## [Direction]
How many of the lines below contain the string "clock", with uppercase and lowercase counted as different? Reply with the number alone.

= = =

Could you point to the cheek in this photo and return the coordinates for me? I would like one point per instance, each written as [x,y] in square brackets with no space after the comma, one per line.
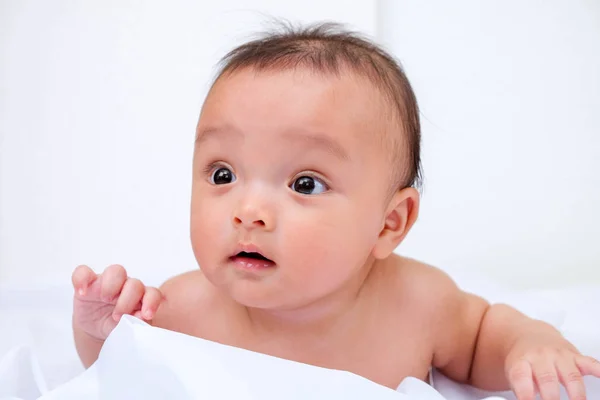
[330,239]
[208,226]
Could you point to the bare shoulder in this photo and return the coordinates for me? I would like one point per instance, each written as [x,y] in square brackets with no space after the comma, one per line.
[423,284]
[432,296]
[184,295]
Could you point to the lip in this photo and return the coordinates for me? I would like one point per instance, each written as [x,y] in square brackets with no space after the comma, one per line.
[248,263]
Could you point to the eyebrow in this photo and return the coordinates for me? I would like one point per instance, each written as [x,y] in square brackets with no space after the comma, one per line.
[210,132]
[321,140]
[310,138]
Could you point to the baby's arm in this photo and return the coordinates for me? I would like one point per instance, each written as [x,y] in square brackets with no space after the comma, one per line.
[495,347]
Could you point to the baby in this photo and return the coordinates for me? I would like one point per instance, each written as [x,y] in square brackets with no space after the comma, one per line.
[305,176]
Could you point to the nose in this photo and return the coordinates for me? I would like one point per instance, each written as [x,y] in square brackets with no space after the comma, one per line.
[253,213]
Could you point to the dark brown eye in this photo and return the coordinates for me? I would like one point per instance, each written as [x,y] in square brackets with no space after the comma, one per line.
[222,176]
[309,185]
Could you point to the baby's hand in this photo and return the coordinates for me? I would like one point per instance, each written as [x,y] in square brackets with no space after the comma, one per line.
[101,300]
[533,368]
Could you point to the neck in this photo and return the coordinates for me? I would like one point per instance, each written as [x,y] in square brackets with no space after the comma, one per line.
[319,315]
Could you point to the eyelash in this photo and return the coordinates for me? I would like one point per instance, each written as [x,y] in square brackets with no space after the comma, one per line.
[212,167]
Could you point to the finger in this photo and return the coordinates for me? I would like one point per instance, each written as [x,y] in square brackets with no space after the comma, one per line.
[546,378]
[82,278]
[521,380]
[588,365]
[571,378]
[150,303]
[113,279]
[130,298]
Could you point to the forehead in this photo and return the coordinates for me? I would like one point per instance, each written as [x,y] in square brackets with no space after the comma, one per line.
[346,107]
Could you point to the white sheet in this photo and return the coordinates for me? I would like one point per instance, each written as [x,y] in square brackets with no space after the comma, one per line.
[142,362]
[39,319]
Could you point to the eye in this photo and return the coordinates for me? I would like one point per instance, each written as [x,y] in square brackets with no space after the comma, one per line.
[309,185]
[222,176]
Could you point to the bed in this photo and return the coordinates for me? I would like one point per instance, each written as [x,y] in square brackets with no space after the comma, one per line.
[37,354]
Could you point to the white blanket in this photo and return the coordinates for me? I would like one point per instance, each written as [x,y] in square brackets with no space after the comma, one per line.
[38,359]
[142,362]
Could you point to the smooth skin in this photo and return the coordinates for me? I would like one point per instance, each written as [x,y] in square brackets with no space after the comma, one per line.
[336,296]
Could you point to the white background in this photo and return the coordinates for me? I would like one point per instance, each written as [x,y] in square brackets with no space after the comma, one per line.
[99,100]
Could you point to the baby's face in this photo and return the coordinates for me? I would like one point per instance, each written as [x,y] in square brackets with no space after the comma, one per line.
[290,165]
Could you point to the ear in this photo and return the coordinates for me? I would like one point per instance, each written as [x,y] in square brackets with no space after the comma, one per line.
[400,216]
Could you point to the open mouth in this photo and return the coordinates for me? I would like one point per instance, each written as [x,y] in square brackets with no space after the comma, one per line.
[253,261]
[252,255]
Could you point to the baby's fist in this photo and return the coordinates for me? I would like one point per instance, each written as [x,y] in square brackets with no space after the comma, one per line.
[101,300]
[541,369]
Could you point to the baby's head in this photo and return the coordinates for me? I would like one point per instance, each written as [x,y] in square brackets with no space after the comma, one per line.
[307,152]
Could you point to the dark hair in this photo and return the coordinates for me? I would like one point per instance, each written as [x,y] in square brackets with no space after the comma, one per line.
[327,47]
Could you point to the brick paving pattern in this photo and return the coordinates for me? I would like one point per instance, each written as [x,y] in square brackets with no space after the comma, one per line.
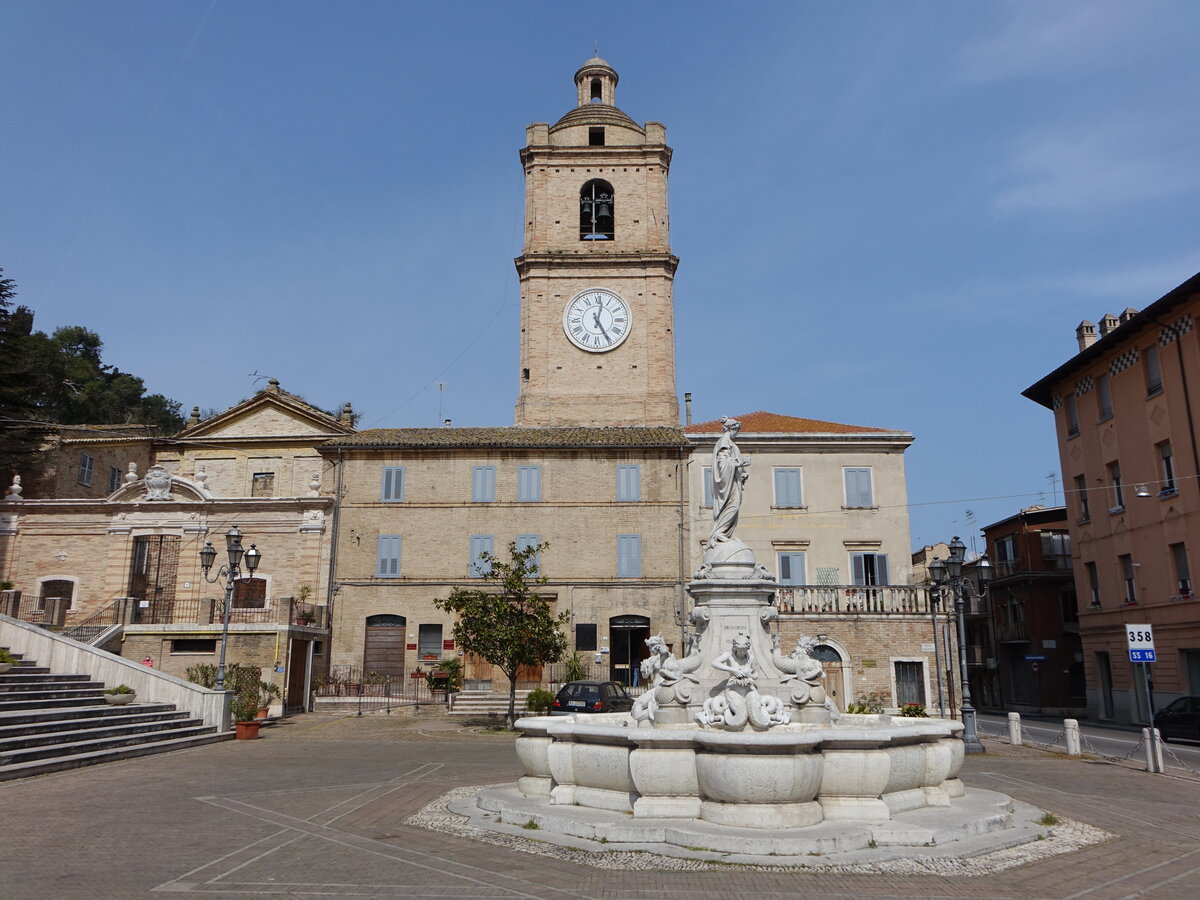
[317,808]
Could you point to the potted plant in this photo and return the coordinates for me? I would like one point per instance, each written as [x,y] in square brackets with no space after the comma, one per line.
[119,696]
[267,693]
[244,707]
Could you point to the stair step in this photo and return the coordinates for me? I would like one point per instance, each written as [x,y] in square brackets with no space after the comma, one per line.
[95,699]
[41,767]
[81,724]
[11,757]
[59,714]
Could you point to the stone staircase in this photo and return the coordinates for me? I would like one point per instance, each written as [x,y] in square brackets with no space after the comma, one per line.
[484,705]
[53,721]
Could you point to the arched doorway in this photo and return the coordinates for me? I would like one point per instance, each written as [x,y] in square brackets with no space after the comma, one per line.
[837,683]
[383,645]
[628,635]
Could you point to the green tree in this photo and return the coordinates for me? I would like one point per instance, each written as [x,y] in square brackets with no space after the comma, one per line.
[507,622]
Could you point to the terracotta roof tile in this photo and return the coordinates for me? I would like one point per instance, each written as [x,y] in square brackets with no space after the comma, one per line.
[515,437]
[774,424]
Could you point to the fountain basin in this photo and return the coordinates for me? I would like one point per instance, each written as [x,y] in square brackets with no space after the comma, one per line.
[864,768]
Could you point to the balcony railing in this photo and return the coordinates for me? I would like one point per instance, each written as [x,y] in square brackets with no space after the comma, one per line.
[132,611]
[852,599]
[1018,565]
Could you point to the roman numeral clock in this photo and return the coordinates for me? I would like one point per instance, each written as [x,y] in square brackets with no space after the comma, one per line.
[597,321]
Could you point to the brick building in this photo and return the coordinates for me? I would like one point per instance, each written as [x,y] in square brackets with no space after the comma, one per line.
[1125,411]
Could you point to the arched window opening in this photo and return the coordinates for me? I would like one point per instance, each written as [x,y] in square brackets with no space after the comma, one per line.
[597,211]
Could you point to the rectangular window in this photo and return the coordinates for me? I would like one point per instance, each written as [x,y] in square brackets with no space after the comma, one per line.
[193,645]
[585,636]
[869,568]
[480,544]
[1085,509]
[1117,487]
[1126,562]
[429,642]
[1168,462]
[858,489]
[483,484]
[531,540]
[262,484]
[629,483]
[1153,371]
[1182,573]
[388,558]
[528,484]
[1104,396]
[791,568]
[787,487]
[391,489]
[1093,585]
[629,556]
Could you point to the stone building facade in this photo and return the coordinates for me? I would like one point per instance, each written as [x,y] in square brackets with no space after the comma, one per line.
[1125,409]
[124,569]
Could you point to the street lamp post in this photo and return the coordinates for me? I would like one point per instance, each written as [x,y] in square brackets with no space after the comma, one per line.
[949,574]
[231,573]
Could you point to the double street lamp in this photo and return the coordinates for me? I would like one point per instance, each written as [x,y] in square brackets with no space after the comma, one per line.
[231,573]
[949,575]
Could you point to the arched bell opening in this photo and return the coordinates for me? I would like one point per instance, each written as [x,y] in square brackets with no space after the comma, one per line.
[597,211]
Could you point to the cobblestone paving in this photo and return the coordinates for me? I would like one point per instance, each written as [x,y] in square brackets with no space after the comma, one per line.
[317,809]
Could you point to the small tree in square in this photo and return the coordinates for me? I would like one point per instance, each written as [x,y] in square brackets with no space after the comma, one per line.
[507,622]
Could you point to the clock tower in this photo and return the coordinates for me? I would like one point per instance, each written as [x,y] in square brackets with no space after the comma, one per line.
[597,270]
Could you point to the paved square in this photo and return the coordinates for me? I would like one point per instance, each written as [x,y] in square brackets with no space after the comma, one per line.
[317,808]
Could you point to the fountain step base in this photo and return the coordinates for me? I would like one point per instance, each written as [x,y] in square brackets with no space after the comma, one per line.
[979,823]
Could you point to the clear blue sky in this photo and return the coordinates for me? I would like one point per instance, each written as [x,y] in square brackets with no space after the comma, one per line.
[893,214]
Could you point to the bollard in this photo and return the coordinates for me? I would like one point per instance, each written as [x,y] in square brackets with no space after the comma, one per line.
[1014,729]
[1153,750]
[1071,730]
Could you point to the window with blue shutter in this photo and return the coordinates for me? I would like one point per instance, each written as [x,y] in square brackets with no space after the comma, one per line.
[629,556]
[388,558]
[787,487]
[858,487]
[531,540]
[483,484]
[480,544]
[869,568]
[629,483]
[791,568]
[393,486]
[528,484]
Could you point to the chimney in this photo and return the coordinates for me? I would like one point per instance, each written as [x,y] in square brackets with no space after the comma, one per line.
[1085,334]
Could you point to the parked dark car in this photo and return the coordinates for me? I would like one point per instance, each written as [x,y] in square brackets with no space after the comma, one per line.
[592,697]
[1180,719]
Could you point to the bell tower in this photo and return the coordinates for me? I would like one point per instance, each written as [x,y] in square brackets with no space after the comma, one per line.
[597,270]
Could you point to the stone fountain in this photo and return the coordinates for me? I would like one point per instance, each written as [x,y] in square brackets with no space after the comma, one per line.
[735,747]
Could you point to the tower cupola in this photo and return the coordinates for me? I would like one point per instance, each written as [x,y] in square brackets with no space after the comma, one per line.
[597,82]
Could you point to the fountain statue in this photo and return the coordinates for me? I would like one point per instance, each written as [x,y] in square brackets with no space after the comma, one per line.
[738,735]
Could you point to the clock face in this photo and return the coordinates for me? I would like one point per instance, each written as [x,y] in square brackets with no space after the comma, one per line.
[597,321]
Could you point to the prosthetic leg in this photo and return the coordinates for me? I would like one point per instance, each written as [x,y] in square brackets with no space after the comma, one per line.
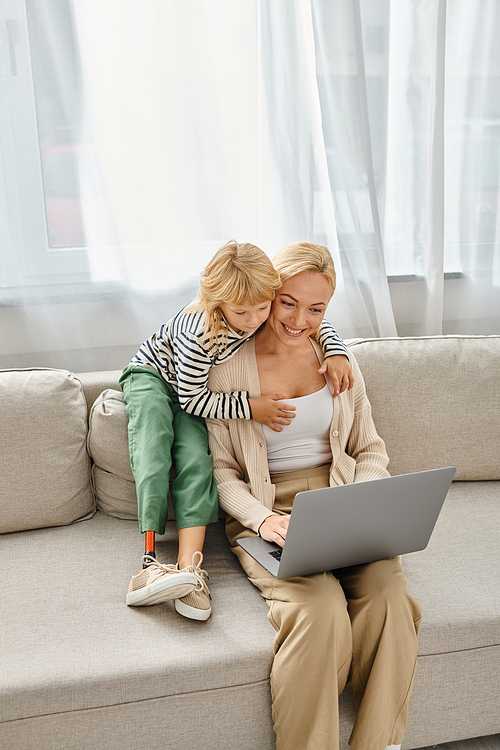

= = =

## [Written answer]
3